DATA LINES
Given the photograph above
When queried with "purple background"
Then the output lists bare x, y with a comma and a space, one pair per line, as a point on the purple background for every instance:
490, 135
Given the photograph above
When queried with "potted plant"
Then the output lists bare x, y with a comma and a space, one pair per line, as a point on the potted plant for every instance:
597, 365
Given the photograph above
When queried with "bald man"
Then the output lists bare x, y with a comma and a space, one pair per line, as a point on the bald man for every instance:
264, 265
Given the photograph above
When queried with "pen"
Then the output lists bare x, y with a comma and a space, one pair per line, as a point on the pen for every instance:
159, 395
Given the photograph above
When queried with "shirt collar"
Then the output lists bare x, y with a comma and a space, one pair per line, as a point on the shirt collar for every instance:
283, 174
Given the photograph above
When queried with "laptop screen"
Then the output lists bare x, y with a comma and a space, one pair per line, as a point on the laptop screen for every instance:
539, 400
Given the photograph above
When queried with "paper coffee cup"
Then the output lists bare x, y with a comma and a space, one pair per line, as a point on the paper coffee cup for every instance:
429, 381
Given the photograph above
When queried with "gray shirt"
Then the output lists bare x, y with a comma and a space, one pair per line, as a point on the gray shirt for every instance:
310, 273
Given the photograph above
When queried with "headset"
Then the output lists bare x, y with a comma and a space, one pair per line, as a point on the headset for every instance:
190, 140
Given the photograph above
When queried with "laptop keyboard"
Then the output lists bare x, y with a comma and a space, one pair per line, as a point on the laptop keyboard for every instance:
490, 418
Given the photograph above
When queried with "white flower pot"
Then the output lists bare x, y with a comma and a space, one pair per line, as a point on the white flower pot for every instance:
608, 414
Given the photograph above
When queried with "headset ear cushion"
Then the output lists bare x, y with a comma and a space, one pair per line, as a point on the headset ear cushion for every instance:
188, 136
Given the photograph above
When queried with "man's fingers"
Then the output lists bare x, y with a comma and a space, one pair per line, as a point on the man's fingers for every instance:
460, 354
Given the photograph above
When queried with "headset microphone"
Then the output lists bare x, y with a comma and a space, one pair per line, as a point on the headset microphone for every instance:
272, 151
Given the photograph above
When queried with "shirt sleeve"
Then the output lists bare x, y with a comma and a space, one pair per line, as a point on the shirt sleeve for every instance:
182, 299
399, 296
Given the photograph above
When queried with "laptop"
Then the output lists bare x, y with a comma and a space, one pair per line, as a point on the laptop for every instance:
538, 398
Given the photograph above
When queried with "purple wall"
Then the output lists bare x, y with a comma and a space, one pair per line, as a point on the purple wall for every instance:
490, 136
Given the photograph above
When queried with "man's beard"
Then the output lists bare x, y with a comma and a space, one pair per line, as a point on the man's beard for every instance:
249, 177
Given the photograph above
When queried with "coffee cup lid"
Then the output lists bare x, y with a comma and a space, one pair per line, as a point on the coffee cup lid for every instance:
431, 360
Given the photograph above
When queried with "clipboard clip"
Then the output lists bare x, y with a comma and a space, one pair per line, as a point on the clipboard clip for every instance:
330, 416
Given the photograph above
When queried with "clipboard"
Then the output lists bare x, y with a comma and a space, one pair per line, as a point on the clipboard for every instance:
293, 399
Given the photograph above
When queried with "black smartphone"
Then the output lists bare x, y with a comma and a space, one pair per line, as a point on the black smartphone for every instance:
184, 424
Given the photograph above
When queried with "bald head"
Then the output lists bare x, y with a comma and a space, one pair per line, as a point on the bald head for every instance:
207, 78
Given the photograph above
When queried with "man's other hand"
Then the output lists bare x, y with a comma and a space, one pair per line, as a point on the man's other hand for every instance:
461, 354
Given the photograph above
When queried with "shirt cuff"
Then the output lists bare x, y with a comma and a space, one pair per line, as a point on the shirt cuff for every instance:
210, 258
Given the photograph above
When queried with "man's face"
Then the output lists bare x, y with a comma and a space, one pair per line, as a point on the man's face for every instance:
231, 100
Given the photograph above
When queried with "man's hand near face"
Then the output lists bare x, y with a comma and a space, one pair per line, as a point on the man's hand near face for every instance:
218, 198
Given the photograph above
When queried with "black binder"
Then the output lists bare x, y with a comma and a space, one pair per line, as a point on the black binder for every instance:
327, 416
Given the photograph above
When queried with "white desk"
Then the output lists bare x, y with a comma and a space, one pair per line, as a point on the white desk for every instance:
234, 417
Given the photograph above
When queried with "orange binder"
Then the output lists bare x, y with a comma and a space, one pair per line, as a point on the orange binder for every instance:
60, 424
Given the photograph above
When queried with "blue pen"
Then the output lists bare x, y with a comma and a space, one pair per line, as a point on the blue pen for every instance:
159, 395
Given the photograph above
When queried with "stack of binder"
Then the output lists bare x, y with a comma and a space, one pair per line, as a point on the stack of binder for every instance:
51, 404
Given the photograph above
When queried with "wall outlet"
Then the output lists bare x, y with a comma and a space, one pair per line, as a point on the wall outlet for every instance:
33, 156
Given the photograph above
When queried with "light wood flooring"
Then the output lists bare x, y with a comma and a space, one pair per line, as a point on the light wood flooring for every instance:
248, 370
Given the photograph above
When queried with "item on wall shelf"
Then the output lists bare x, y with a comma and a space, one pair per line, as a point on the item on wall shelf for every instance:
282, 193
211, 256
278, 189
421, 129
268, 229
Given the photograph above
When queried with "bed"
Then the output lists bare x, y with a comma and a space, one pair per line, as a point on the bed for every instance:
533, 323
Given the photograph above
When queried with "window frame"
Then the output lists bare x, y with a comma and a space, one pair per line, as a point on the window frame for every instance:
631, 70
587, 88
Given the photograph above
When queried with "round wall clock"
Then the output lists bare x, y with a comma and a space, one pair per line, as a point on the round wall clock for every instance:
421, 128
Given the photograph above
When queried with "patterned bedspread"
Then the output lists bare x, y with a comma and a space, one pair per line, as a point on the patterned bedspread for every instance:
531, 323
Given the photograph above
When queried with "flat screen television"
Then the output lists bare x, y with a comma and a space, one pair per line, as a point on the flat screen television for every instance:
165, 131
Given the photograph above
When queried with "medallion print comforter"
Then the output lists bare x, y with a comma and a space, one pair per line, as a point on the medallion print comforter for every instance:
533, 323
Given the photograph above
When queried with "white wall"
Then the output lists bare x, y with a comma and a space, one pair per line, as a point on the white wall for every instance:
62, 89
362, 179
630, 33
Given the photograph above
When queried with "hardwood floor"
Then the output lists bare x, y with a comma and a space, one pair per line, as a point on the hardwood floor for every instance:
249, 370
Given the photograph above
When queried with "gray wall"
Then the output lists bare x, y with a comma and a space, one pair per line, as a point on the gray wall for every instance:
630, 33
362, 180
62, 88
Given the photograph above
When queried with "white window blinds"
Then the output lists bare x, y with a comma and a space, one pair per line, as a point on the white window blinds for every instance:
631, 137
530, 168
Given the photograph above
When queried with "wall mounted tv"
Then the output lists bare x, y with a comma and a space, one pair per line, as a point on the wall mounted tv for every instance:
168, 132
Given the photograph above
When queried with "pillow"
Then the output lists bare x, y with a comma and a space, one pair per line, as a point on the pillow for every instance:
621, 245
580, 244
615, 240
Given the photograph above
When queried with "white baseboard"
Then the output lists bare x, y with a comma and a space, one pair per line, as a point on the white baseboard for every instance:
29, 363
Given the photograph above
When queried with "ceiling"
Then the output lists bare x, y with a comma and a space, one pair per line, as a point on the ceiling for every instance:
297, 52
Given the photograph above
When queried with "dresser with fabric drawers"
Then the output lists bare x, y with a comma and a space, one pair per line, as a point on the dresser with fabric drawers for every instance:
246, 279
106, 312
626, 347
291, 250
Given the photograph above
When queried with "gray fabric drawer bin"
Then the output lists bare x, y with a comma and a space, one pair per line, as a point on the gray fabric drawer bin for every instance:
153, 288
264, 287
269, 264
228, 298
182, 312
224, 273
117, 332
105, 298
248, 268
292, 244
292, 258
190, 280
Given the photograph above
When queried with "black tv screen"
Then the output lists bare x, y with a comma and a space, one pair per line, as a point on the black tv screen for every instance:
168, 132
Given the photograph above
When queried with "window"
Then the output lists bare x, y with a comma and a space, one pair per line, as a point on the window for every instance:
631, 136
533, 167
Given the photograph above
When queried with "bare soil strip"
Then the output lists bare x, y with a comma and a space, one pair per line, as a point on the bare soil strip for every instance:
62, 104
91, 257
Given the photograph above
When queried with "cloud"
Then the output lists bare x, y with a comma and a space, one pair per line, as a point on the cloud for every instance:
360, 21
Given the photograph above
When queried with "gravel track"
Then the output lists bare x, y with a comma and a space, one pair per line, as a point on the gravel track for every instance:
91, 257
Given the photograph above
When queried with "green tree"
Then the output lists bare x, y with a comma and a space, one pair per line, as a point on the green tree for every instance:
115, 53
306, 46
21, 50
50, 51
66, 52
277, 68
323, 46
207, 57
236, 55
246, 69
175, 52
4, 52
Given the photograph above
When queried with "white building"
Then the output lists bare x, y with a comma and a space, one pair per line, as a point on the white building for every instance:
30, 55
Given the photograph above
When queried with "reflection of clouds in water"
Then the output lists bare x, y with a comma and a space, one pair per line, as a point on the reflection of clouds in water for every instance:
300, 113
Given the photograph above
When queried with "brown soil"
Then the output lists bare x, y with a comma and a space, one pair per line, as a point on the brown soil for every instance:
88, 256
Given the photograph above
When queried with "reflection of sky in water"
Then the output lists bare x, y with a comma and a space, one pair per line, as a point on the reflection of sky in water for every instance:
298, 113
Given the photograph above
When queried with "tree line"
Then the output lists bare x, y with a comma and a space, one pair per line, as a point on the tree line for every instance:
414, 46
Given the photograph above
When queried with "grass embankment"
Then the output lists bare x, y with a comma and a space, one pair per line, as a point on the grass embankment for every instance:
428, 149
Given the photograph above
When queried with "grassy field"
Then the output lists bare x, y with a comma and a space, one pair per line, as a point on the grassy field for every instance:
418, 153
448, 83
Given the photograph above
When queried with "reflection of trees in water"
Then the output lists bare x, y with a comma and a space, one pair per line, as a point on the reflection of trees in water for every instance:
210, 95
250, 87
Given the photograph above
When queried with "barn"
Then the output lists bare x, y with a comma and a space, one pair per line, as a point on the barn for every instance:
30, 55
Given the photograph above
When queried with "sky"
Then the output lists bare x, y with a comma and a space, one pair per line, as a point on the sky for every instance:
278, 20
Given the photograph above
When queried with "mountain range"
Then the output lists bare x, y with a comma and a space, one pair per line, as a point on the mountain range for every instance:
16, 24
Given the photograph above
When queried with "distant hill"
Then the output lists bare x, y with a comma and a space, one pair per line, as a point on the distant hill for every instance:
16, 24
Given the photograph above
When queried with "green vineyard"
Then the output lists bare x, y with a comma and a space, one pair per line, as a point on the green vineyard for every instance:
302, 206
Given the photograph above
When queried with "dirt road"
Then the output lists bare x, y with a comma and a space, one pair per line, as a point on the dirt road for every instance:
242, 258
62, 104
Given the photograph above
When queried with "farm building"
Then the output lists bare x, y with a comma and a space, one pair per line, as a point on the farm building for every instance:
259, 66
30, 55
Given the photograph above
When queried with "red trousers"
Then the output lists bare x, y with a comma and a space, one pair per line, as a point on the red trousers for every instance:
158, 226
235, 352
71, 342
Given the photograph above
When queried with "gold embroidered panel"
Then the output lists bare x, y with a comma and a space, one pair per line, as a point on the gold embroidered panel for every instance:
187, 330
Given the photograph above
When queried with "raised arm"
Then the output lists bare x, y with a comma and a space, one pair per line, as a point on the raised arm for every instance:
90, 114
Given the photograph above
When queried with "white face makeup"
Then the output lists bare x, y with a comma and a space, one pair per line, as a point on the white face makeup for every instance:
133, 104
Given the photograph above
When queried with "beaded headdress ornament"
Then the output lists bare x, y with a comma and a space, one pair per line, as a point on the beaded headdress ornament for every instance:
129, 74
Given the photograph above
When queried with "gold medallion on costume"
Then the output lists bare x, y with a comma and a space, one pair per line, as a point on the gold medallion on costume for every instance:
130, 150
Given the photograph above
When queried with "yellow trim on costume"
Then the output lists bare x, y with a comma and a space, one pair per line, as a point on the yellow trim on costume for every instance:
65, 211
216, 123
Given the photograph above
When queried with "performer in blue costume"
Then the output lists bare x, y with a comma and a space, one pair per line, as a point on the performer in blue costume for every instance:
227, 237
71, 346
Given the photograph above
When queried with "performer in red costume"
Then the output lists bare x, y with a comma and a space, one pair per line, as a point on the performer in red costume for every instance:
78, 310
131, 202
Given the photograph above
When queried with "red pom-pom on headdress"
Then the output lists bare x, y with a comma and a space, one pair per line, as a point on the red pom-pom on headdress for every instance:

WRITTEN INSTRUCTION
Copy out every line of the entries above that contains the word "performer", with case counting.

EXERCISE RESULT
When queried with "performer in blue costume"
Then the output lists bare x, y with a comma and a space, one pair per line, as a point on the performer in blue costume for every instance:
When queried with "performer in red costume"
Then the output lists bare x, y with a comma and a space, one pair per line, as a point on the performer in red costume for every instance:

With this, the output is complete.